◆ **What to work on**
Return the material unchanged, starting with the line that contains "Output, for every" and going on through the line that contains "box: [91, 1128, 497, 1495]", with both of those lines included.
# # # #
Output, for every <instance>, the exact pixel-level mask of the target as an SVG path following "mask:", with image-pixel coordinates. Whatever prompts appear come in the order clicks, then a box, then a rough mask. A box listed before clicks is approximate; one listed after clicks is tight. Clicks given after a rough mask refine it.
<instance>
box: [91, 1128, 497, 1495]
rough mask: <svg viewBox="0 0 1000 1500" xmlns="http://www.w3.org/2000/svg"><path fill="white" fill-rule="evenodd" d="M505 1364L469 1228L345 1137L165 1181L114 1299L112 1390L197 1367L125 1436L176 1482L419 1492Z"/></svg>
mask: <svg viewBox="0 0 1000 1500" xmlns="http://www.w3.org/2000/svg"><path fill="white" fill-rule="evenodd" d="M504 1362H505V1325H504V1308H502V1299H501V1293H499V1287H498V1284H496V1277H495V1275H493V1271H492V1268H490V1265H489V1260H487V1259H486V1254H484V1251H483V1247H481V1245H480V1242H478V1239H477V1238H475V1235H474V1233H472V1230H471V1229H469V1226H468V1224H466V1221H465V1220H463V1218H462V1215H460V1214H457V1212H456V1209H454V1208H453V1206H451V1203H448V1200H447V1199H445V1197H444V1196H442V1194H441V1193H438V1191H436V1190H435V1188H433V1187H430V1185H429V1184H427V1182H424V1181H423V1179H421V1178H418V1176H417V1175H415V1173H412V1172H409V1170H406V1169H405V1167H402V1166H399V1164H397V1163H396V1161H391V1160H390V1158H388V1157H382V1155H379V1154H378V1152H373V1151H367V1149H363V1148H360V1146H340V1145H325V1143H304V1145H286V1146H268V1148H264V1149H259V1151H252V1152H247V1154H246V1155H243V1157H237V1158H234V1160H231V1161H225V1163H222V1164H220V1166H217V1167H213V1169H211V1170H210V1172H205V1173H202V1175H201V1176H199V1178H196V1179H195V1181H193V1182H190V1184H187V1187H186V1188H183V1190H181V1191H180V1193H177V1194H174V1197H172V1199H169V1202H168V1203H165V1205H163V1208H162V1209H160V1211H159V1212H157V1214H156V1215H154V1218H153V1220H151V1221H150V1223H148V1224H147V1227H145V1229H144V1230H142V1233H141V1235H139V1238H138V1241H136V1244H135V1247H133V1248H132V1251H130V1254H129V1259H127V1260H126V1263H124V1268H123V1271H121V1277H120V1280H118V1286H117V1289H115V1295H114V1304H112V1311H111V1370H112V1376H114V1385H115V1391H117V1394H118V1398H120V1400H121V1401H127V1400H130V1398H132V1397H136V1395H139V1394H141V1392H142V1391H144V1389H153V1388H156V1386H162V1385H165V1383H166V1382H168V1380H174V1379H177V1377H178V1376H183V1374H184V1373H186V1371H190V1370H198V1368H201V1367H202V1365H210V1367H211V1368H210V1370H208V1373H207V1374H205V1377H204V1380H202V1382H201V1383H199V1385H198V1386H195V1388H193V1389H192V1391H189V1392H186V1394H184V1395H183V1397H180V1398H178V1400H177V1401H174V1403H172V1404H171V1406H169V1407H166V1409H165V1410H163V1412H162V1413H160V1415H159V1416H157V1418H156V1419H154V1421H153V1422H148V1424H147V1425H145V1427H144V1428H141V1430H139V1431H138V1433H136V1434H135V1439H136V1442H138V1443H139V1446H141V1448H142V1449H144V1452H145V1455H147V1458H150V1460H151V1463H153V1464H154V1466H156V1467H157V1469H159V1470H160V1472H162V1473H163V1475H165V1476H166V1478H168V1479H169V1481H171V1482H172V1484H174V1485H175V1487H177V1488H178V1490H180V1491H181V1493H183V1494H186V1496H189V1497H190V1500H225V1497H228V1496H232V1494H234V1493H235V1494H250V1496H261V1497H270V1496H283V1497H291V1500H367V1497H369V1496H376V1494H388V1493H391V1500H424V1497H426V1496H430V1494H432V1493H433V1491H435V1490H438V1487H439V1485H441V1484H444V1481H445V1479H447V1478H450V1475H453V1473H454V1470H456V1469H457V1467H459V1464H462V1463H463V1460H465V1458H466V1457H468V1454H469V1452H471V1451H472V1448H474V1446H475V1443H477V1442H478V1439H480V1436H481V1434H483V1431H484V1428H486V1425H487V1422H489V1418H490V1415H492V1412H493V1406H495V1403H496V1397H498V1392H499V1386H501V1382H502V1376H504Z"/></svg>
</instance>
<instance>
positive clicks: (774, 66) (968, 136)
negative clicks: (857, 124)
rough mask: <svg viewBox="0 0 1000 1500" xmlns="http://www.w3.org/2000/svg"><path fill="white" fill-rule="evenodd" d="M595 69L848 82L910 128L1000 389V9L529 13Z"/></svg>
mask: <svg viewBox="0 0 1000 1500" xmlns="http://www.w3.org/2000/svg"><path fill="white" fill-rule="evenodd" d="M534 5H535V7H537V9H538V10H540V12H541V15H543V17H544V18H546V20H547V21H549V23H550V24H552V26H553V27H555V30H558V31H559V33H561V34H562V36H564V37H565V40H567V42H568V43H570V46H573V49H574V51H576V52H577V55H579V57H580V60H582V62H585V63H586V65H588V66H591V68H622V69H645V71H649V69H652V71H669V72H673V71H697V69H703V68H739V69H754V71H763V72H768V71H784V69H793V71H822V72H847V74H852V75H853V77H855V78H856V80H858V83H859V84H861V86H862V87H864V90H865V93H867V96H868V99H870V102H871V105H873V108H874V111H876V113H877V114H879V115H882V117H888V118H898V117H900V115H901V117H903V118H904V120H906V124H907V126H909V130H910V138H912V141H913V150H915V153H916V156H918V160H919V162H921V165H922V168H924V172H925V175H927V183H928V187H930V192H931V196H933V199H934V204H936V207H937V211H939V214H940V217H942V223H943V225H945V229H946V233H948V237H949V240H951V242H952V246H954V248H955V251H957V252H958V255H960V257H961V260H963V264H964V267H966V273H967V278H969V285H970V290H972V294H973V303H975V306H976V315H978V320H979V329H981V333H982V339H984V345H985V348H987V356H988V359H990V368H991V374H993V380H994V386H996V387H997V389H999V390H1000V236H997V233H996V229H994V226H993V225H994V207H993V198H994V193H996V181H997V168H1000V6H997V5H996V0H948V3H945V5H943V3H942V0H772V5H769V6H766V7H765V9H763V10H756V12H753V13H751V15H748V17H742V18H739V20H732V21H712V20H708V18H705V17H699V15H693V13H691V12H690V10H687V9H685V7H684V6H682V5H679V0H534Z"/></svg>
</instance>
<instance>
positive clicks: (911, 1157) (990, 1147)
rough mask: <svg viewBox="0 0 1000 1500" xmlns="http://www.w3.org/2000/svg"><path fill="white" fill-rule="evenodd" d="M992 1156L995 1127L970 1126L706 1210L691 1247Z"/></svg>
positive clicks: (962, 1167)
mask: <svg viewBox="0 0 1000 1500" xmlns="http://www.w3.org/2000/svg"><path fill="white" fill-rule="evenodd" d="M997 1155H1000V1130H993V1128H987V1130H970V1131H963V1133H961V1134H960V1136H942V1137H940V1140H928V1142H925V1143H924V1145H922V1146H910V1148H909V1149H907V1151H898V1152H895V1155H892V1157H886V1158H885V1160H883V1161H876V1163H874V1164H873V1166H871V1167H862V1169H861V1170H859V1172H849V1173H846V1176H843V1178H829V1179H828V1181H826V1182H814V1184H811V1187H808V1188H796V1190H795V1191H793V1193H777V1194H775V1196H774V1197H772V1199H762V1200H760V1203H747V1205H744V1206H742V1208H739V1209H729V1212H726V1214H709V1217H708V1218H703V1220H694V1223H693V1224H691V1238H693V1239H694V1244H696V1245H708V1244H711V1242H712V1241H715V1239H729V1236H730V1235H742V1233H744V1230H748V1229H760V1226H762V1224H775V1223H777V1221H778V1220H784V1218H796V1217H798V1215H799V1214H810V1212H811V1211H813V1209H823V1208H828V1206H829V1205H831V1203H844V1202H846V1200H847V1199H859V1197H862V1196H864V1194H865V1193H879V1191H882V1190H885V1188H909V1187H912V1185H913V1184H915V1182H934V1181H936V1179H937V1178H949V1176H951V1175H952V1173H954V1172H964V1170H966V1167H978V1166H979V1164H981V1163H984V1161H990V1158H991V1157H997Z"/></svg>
# # # #
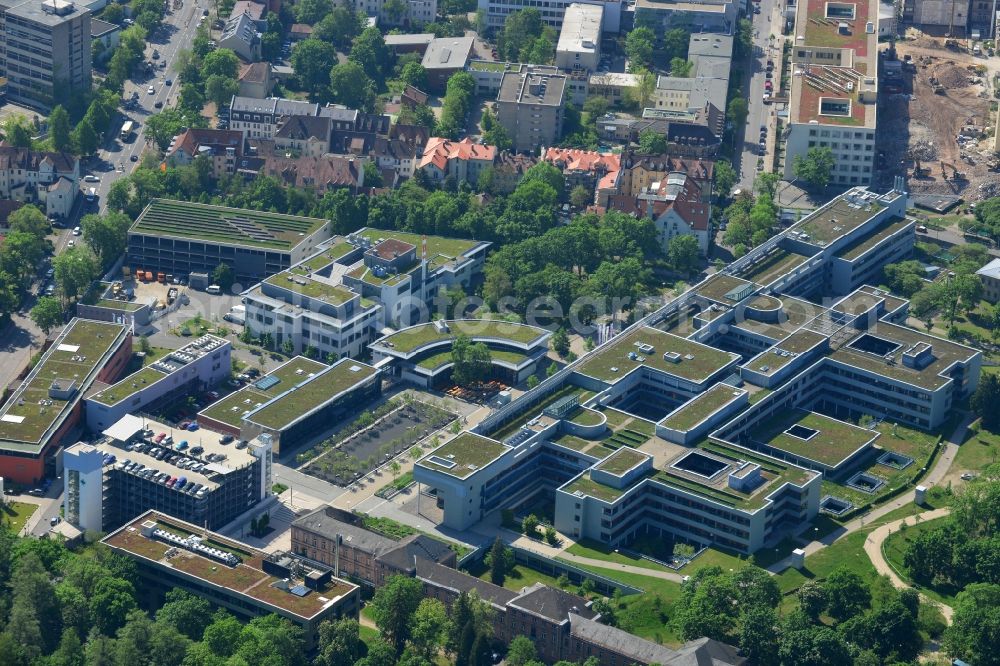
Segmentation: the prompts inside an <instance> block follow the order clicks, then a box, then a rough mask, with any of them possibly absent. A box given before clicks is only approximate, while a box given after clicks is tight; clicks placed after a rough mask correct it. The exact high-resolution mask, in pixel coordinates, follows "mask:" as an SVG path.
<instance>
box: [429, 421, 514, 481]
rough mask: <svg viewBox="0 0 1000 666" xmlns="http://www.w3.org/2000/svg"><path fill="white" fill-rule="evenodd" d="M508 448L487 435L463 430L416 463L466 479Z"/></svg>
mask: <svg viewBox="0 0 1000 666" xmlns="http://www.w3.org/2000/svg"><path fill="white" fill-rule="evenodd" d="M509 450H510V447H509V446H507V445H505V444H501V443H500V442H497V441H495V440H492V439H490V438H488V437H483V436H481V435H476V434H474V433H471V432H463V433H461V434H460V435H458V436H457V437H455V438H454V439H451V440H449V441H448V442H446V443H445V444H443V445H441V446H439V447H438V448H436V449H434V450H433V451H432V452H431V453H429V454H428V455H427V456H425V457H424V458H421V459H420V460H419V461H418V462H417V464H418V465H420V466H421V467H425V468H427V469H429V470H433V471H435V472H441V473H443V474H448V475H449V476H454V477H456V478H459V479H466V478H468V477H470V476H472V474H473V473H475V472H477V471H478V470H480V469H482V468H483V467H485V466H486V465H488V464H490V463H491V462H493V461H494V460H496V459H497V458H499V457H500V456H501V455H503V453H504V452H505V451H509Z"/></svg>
# # # #
◆ **Answer section**
Output, for every <instance>, the exact pixel-level mask of the target as an SVG path following "mask:", with image-pixel coordinates. Whatever prompts appear come in the order clicks, then a box, then a rough mask. A box listed before clicks is approximate; one listed after clicks is tight. Clicks given after a rough mask refine it.
<instance>
box: [91, 1128, 497, 1495]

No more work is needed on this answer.